> Supplied passage
--------------------------------

Analysis: Walmart among retailers bracing for tumultuous back-to-school season
A Deloitte survey of 1,200 U.S. parents in July found they plan to spend 18% less on apparel and 28% more on technology.
As more school districts roll back their reopening plans to curb the spread of coronavirus, major retailers in the United States are aggressively discounting back-to-school backpacks and uniforms and airing new advertisements featuring students happily taking classes at home.
Walmart, which created a mask section in its "back to school clothing" department online, has begun airing a commercial showing a boy attending school, alone, in a mask one day, then taking class online in his bedroom the next day. Another ad shows a mom packing up a backpack with school supplies for her daughter to use while performing a chemistry experiment in the backyard.
Schools in Los Angeles and San Diego – California's two largest public-school districts - are set to resume classes online only in August.

--------------------------------

Return the back-to-school retail passage word for word, starting at "As more school" and ending at "in the backyard.". The rows that follow are separate material and do not relate to the back-to-school retail passage.

> Extracted data
--------------------------------

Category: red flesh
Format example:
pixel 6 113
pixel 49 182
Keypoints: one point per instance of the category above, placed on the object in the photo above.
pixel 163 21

--------------------------------

> Result of the task
As more school districts roll back their reopening plans to curb the spread of coronavirus, major retailers in the United States are aggressively discounting back-to-school backpacks and uniforms and airing new advertisements featuring students happily taking classes at home.
Walmart, which created a mask section in its "back to school clothing" department online, has begun airing a commercial showing a boy attending school, alone, in a mask one day, then taking class online in his bedroom the next day. Another ad shows a mom packing up a backpack with school supplies for her daughter to use while performing a chemistry experiment in the backyard.